Please scale the listing from the line containing "Expected behaviour: for every instance of the dark" through the end, both ends included. Rewrite those lines with the requests unchanged, multiply every coordinate in the answers by 2.3, round to whole numbers with halves going up, and leave the pictures out.

● Extracted records:
+++++
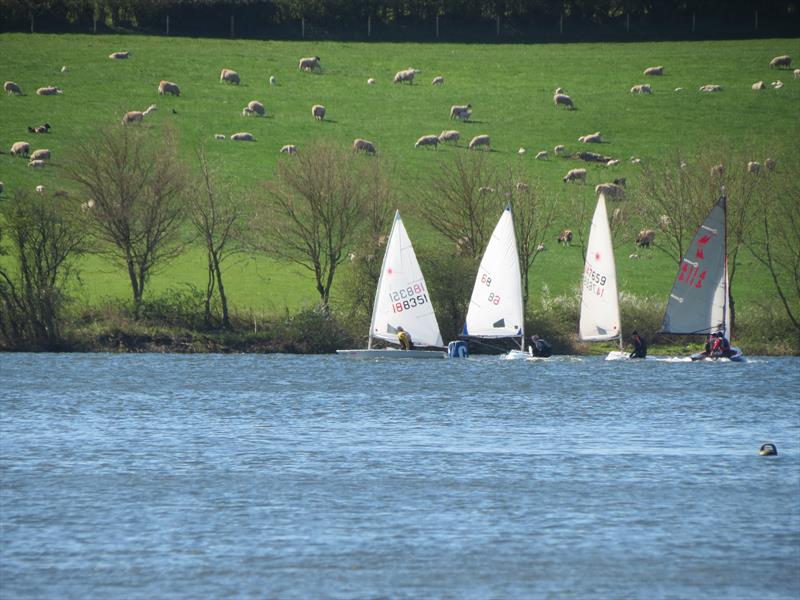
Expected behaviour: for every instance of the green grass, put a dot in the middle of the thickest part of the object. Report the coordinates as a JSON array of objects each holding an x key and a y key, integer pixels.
[{"x": 509, "y": 86}]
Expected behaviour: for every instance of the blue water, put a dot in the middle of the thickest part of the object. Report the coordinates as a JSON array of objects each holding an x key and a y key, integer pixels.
[{"x": 165, "y": 476}]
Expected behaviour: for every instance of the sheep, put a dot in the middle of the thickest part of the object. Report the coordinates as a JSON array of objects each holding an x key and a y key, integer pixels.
[
  {"x": 12, "y": 88},
  {"x": 20, "y": 149},
  {"x": 645, "y": 237},
  {"x": 565, "y": 237},
  {"x": 781, "y": 61},
  {"x": 361, "y": 145},
  {"x": 168, "y": 87},
  {"x": 310, "y": 63},
  {"x": 449, "y": 135},
  {"x": 427, "y": 140},
  {"x": 480, "y": 141},
  {"x": 318, "y": 112},
  {"x": 41, "y": 154},
  {"x": 611, "y": 191},
  {"x": 575, "y": 175},
  {"x": 642, "y": 88},
  {"x": 49, "y": 90},
  {"x": 243, "y": 136},
  {"x": 592, "y": 138},
  {"x": 563, "y": 100},
  {"x": 229, "y": 76}
]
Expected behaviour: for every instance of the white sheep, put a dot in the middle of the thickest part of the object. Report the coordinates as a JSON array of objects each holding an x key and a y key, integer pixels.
[
  {"x": 781, "y": 61},
  {"x": 229, "y": 76},
  {"x": 449, "y": 135},
  {"x": 480, "y": 141},
  {"x": 49, "y": 90},
  {"x": 12, "y": 88},
  {"x": 361, "y": 145},
  {"x": 310, "y": 63},
  {"x": 642, "y": 88},
  {"x": 563, "y": 100},
  {"x": 168, "y": 87},
  {"x": 575, "y": 175},
  {"x": 20, "y": 149},
  {"x": 243, "y": 136}
]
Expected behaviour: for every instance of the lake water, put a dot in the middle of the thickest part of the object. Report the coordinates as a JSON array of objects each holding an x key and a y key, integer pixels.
[{"x": 273, "y": 476}]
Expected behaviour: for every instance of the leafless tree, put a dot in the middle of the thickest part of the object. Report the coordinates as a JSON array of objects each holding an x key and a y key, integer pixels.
[{"x": 134, "y": 190}]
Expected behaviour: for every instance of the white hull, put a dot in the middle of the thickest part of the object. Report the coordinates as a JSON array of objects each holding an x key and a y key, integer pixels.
[{"x": 392, "y": 353}]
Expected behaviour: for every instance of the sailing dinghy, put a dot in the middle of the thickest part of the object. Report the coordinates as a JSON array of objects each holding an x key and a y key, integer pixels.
[
  {"x": 495, "y": 308},
  {"x": 698, "y": 302},
  {"x": 401, "y": 300}
]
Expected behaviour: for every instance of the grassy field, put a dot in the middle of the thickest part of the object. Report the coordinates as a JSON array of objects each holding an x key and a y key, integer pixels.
[{"x": 509, "y": 86}]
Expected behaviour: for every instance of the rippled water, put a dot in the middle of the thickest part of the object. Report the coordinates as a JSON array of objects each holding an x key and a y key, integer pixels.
[{"x": 153, "y": 476}]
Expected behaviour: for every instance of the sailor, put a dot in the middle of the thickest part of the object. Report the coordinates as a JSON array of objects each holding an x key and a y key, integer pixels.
[
  {"x": 639, "y": 346},
  {"x": 404, "y": 338},
  {"x": 540, "y": 347}
]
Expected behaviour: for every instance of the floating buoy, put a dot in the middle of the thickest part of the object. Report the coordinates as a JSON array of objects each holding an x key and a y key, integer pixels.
[{"x": 768, "y": 450}]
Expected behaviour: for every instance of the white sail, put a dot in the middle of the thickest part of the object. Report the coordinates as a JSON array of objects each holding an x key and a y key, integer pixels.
[
  {"x": 599, "y": 299},
  {"x": 495, "y": 309},
  {"x": 698, "y": 302},
  {"x": 402, "y": 298}
]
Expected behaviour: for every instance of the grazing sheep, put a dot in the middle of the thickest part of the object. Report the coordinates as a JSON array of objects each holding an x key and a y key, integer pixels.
[
  {"x": 20, "y": 149},
  {"x": 310, "y": 64},
  {"x": 449, "y": 135},
  {"x": 49, "y": 90},
  {"x": 168, "y": 87},
  {"x": 781, "y": 61},
  {"x": 563, "y": 100},
  {"x": 480, "y": 141},
  {"x": 575, "y": 175},
  {"x": 645, "y": 237},
  {"x": 360, "y": 145},
  {"x": 642, "y": 88},
  {"x": 592, "y": 138},
  {"x": 230, "y": 76},
  {"x": 427, "y": 140},
  {"x": 12, "y": 88},
  {"x": 612, "y": 191},
  {"x": 41, "y": 154},
  {"x": 243, "y": 136}
]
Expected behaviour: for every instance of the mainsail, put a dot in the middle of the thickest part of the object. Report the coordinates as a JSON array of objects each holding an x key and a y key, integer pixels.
[
  {"x": 402, "y": 298},
  {"x": 599, "y": 299},
  {"x": 698, "y": 303},
  {"x": 495, "y": 309}
]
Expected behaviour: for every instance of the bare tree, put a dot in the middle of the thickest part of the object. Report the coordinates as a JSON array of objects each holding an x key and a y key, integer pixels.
[
  {"x": 316, "y": 208},
  {"x": 216, "y": 216},
  {"x": 134, "y": 188}
]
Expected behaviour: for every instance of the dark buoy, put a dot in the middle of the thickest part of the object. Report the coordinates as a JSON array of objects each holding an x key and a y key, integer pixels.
[{"x": 768, "y": 450}]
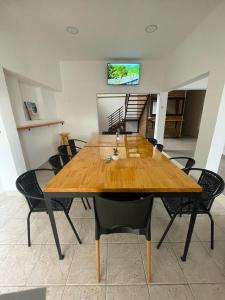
+++++
● Answer below:
Expected behaviour: for every instance of the dark buoy, put a dot in the middle of the thickest part of the object. Report the coordinates as a JSON array of objects each holding an x key and a y key, integer pixels.
[{"x": 1766, "y": 1035}]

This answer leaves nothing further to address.